• _Directives_
a) Answer these questions from the Eskom excerpt, one per line:
(i) Who is Eskom's chief executive?
(ii) How much did the government pledge to Eskom last year, and over what period?
(iii) Which costs did Eskom have to weigh against securing supply for power plants?
b) Carry on the excerpt about Eskom's costs, picking up after its final sentence.

>> start Excerpt provided

Eskom's challenge in the short term was to stay below its revenue and survive, chief executive Jacob Maroga said in an interview yesterday.

"First, we must recognise that all our major customers have been impacted by the global economic slowdown, so revenue is under stress, our customers are under stress and our tariffs were already not where we wanted them to be before the falling off in demand," said Maroga.

Eskom had to finely balance trimming its costs, in particular the cost of buying and transporting coal and holding it in stockpiles, against securing supply for power plants to avoid load shedding, he said.

The utility was reviewing and adjusting where necessary all of its costs and spending for immediate-term and longer-term plans, Maroga said.

"Costs are fairly static for us. The issue is how we can meet this challenge and fit our costs to our revenue, now and further ahead."

Last year, the government pledged to give Eskom R60 billion over three years to help meet unexpected costs such as the high price of coal.

"Projects we are already committed to - by which I mean we have signed contracts and there are supplying mines already being developed or expanded - we will prioritise funding for these.

>> end Excerpt provided
>> start Entries provided

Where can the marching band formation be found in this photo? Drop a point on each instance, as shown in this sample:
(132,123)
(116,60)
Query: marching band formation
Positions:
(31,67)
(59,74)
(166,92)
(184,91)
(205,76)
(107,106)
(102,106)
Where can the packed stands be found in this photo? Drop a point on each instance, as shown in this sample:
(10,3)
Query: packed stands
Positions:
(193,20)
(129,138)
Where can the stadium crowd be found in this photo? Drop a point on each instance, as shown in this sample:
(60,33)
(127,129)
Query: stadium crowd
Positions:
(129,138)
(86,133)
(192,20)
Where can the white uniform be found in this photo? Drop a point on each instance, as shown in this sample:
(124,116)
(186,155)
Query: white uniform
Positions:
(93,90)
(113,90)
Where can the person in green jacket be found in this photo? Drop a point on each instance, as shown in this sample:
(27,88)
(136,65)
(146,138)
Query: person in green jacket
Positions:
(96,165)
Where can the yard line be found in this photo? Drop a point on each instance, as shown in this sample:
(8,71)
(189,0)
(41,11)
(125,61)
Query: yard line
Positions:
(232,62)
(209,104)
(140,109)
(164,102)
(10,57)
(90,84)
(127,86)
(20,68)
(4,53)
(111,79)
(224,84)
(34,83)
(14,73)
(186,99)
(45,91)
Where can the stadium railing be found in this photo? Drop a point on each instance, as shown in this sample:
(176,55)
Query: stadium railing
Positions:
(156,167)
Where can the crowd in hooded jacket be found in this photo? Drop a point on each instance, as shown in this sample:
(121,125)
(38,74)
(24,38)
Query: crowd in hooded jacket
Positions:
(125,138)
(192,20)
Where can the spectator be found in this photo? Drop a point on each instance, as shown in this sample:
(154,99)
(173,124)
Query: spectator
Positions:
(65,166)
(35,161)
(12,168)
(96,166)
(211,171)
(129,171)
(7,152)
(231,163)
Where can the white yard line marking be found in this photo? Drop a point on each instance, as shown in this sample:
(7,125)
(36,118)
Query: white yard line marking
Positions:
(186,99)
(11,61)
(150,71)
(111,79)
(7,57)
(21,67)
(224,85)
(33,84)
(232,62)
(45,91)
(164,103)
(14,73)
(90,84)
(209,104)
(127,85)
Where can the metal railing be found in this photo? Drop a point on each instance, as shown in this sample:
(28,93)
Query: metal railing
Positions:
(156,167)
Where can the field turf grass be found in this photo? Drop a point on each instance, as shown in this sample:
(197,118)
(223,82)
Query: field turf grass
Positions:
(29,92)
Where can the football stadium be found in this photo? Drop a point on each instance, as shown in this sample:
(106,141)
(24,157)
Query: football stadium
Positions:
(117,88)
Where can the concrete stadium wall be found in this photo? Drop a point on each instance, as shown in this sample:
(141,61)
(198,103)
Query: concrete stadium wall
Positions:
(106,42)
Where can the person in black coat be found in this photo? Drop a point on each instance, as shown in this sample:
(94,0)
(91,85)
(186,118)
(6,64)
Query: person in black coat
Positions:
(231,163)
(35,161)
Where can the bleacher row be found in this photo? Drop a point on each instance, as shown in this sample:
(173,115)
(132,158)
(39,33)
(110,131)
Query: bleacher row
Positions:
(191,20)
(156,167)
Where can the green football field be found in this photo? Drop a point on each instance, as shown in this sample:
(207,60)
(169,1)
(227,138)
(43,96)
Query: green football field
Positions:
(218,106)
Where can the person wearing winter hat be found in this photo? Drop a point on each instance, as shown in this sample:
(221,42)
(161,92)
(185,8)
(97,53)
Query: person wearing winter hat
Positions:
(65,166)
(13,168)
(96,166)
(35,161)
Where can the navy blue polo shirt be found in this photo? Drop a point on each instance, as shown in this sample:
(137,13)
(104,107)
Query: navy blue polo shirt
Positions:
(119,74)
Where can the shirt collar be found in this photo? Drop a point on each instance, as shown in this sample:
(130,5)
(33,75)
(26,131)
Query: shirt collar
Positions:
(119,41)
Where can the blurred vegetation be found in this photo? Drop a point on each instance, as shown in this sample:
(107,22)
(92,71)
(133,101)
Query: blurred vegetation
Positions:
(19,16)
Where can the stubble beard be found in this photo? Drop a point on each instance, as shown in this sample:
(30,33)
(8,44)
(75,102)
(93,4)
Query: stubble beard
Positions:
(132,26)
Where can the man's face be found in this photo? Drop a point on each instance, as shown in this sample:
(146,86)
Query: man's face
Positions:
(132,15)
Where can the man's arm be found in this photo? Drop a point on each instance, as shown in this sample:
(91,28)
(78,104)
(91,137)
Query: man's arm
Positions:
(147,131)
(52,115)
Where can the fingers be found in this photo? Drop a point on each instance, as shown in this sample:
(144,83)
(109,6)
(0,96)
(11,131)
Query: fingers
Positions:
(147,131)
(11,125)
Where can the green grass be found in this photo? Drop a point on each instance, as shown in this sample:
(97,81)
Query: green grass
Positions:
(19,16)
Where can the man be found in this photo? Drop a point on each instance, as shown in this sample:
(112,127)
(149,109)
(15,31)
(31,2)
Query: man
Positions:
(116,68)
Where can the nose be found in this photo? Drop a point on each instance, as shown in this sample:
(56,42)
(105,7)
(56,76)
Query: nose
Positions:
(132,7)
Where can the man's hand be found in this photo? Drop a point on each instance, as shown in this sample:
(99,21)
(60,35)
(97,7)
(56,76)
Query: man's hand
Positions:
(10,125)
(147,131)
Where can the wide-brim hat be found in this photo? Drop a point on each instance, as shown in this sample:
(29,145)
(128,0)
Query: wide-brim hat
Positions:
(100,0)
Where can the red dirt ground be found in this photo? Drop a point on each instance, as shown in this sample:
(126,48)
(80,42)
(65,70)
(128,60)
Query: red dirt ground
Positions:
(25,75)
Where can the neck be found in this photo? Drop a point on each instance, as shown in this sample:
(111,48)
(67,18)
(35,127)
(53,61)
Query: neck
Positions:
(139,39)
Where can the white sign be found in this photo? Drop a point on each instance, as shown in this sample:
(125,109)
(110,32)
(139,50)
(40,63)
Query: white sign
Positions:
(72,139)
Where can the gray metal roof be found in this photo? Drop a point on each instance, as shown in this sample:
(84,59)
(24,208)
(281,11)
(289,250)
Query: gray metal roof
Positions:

>> end Entries provided

• _Responses to the tasks_
a)
(i) Jacob Maroga
(ii) R60 billion over three years
(iii) The cost of buying and transporting coal and holding it in stockpiles

b)
"Other projects which are planned but not committed are under review. We haven't made announcements on these, with the exception of the proposed nuclear plant, because no decisions have been taken yet," he said.

Eskom will very soon be applying for next year's tariff increase, as an appropriate hike is needed so expansion can take place.


Maroga said: "Eskom's planned capex [capital expenditure] will have a huge positive impact on the future of economic growth. The consequences of the capex not happening as planned should also be understood.

"We expect a tariff decision will be made on a country basis: what's needed for the country's growth as a whole."

The fall in power consumption had hit Eskom's revenues but had also given the utility a little breathing space, because it had reduced the pressure of demand, Maroga said.

This fall in demand had removed the urgent need Eskom faced last January to buy short-term coal at much higher prices than under longer-term contracts. The utility is still trying to cut the cost of coal and is no longer signing contracts of less than two years, as it did last year.

The shortest contracts are five to eight years and the ideal is closer to 10 years.

"We have certainly not cancelled any coal supply contracts. We need always to optimise the price of the coal we buy, as it is a big cost element," Maroga said.

The money-saving drive extended to the potential disposal of any lingering non-core Eskom assets.

Eskom has made no decision yet on what to do with its most obvious non-core asset - its 3 million tons-a-year export share of the South Dunes coal terminal at Richards Bay.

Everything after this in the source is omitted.